Reproduce the data below verbatim, line for line.

━━━━━ Supplied material

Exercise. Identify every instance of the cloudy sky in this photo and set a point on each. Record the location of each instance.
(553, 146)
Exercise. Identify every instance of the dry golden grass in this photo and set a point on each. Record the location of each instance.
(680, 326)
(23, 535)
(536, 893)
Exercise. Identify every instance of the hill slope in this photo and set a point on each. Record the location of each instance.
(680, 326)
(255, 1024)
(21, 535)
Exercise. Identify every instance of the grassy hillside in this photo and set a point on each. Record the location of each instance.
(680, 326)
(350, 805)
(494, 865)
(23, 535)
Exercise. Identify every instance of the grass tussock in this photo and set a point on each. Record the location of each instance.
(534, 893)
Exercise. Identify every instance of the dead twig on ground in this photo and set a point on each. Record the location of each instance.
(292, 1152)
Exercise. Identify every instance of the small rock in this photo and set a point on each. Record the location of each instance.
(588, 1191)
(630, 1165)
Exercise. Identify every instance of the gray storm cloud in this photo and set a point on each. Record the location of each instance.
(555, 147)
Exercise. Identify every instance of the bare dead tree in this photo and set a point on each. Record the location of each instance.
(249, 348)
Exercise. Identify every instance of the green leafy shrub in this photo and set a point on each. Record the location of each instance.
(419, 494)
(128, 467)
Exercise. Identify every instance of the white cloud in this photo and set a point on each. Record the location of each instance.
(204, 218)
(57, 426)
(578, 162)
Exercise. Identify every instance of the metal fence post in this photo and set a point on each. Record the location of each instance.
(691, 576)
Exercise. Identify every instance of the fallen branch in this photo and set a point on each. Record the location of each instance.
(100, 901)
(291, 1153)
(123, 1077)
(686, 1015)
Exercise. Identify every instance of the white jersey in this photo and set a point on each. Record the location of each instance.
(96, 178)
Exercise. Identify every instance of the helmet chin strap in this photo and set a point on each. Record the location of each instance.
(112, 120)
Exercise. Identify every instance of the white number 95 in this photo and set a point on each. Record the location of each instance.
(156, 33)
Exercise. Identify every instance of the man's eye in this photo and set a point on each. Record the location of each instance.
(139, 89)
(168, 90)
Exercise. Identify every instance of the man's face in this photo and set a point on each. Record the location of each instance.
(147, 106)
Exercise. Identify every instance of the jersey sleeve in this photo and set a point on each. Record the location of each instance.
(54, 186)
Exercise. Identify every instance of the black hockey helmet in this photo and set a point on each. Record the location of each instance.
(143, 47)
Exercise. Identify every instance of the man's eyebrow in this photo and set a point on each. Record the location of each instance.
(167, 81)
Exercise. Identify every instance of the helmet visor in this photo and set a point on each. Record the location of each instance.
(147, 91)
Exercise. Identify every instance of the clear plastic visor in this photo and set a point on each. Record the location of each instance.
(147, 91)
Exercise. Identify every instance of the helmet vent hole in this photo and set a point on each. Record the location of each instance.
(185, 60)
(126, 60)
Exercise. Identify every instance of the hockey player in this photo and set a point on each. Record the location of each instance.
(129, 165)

━━━━━━━━━━

Exercise answer:
Exercise. Identify every instance of the cloudy sky in this photo and set a point on each. Record the location of each instance.
(553, 146)
Exercise. Identify every instance of the dry golden grass in this photo and set a point on each. Record the location of each instance.
(680, 326)
(23, 535)
(536, 893)
Exercise. Identify every instance of the hill slope in this photo and set a point on each. Record the location of each instance.
(680, 326)
(255, 1024)
(21, 535)
Exercise. Identify every instance of the grassy hillside in this photo and set a point on each. Record the location of each instance.
(680, 326)
(350, 805)
(494, 865)
(23, 535)
Exercise. Identify every instance of the grass tussock in this photo and set a point on each. Record the location of each instance.
(534, 893)
Exercise. Identify every instance of the dead twig on ground in this photo and set a point on each. Record the location of each instance.
(292, 1152)
Exercise. Identify every instance of the small rock in this photo and set a point on each. Record the location of each instance.
(588, 1191)
(630, 1165)
Exercise. Identify every instance of the gray storm cloud in this photo and set a point on each. Record the location of each instance.
(555, 147)
Exercise. Identify every instance of the bare dead tree in this photo and set a point on each. Record the location of each instance.
(249, 348)
Exercise. Identify every instance of the green leafy shrub in this photo and set a point on each. Record the location of each instance.
(419, 494)
(128, 467)
Exercise. Identify every instance of the white cloud in this photo and set a point on each. Record the location of each instance.
(204, 218)
(57, 426)
(578, 162)
Exercise. Identify every instance of the metal fence post in this photo and set a point on each. Record the location of each instance.
(691, 576)
Exercise. Identify every instance of the fallen branch in this photo and set a point on each. Record the location of each instance.
(100, 901)
(291, 1153)
(123, 1077)
(686, 1015)
Exercise. Identify every instance of the white jersey in this photo and set a point on each. Record the location of each instance.
(96, 178)
Exercise. Identify every instance of the helmet chin strap in this photo and set a point on each. Record the location of each instance.
(112, 120)
Exercise. Identify every instance of the white number 95 in this photo and set a point on each. Record the location of each instance.
(156, 33)
Exercise. Identify every instance of the man's eye in this photo and set a point on each. Record the location of each instance.
(139, 89)
(168, 90)
Exercise. Identify every instance of the man's face in this photo and set a point on each. Record the location of each instance.
(147, 106)
Exercise. Identify every instance of the jersey sleeve in this photo and set a point on each. Record the location of each instance.
(54, 186)
Exercise. Identify every instance of the black hockey helmet in this photo and set a point on each. Record the location of each instance.
(143, 47)
Exercise. Identify every instance of the man's eyebrow in this photo and set a point on each. Record the location of each instance.
(167, 81)
Exercise. Identify every instance of the helmet visor in this photo and set a point on each. Record the location of each instance.
(147, 91)
Exercise. Identify every instance of the clear plastic visor in this photo and set a point on each. Record the location of each instance.
(147, 91)
Exercise. Identify every instance of the helmet vent hole in this photo and set a point on each. Record the location of each instance.
(185, 60)
(126, 60)
Exercise. Identify every instance of the hockey player in this photo and set a point on each. Record the location of each instance.
(129, 165)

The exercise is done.